* START *

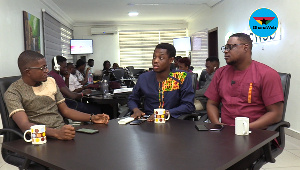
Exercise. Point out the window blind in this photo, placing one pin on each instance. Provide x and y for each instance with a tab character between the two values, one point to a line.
56	39
200	49
136	47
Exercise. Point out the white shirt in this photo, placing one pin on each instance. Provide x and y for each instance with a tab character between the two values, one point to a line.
73	82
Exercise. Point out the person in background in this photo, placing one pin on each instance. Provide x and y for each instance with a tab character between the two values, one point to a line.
116	66
107	71
90	63
74	99
162	88
176	61
81	73
36	99
73	84
184	64
211	64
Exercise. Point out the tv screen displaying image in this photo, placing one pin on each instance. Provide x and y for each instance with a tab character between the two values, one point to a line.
81	46
182	44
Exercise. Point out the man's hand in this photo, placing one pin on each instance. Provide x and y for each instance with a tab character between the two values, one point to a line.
67	132
151	118
137	113
66	74
86	91
100	118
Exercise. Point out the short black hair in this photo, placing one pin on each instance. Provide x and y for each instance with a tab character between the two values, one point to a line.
245	38
27	58
186	61
171	51
104	63
59	60
69	64
79	63
213	59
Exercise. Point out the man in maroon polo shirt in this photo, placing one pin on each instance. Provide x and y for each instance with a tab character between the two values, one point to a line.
246	88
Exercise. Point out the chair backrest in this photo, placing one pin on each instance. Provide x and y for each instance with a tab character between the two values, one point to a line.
130	68
119	73
285	81
7	122
202	78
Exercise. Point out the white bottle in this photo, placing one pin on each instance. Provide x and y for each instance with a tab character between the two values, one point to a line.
90	77
105	88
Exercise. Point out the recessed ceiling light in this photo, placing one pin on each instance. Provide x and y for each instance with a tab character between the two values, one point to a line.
133	14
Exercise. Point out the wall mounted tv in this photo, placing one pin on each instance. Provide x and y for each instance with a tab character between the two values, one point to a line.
81	46
182	44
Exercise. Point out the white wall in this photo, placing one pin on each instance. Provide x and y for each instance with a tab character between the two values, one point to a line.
12	34
106	47
233	16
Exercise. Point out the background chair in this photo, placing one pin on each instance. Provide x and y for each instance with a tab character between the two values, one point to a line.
119	73
193	116
11	131
202	78
275	149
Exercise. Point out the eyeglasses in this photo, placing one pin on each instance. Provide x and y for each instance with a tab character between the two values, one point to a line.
43	68
229	47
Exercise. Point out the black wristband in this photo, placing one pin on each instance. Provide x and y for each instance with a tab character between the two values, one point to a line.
91	118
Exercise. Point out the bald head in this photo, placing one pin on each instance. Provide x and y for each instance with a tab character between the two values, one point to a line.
28	58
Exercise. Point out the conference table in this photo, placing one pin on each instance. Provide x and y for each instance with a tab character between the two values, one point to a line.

* END *

** WHAT TO WORK ON **
Leave out the pictures and give the listing above again exactly.

** PROBLEM SOLUTION **
Exercise. Point out the window blind in this photo, placing one pin on each instance. Provide x and y for each instance with a tab character between the two values, one point to a line.
56	39
200	49
136	47
Exercise. Point out the white shirt in this photo, placing one pin on each instance. Provide x and y for each instance with a tab character between the two values, one point to a line.
73	82
Exercise. Point out the person in background in this photo, placing one pin on each instance. Provide x and y for each instance with a tab character between the two values, one point to a line.
116	66
107	71
90	63
74	99
162	88
176	61
81	73
36	99
73	84
184	64
211	64
Exercise. Point out the tv screen displaying image in this photo, placing one pin on each instance. Provide x and y for each instance with a tab character between the two values, one point to a line.
81	46
182	44
Exercise. Point out the man's hand in this photo, placing one pin on each instance. Provide x and y for each instance with a tab character between the two values, one point to a line.
67	132
151	118
137	113
66	74
86	91
100	118
Exercise. Point out the short black hair in this photo, placing one pin on each instance. Provide x and y for each instance with a tab character between the two values, one point to a line.
245	38
27	58
186	61
171	51
104	63
59	60
69	64
79	63
213	59
Exercise. Point out the man in maroon polo shirt in this photo, placing one pin on each instance. Provide x and y for each instance with a tab character between the two values, one point to a line.
246	88
Exercise. Point out the chair backrest in this photo, placing one pin on each instance. Provide x and y for each instance with a tab character between the two values, one point to a line.
130	68
119	73
285	81
7	122
202	78
Exercise. Point out the white bottle in this photo, placing one pin on each instance. Provide x and y for each instance with a tab character between the two values, one point to a line.
90	77
105	88
Exercise. Point out the recessed ceiling light in this photo, placing one pin on each instance. Provide x and y for each instance with a tab character between the two values, one point to a line.
133	14
Exercise. Point out the wall mounted tv in this photo, placing one pin on each instance. Provide x and y for each instance with a tab character between the two values, one point to a line.
81	46
182	44
Exercise. Point out the white wall in this photo, placing one pin on each instance. Provide x and y for each instance with a tab character between the two values, one point to a line.
12	34
106	47
233	16
Exercise. Point out the background chair in this photo, placing one pin on each instance. Provide x and y for each instance with a tab character between the two values, one point to a line.
119	73
193	116
11	131
202	78
275	149
Exercise. Point out the eyeglasses in this photo, placing one pin on each instance. Provide x and y for each instance with a tab character between the two values, one point to a line.
43	68
229	47
Exercise. Point out the black wristband in this photo, placing one pin on each instance. Provide x and y for each instance with a tab character between the two values, one point to a line.
91	118
Exercise. Point out the bald head in this photo, placing one pin on each instance. Provide x and y for each instance with a tab character between the two values, one point to a line.
28	58
Exercise. Point out the conference table in this photo, placing one pin on each instance. Provide x and y for each instance with a tab character between the two values, one point to a line.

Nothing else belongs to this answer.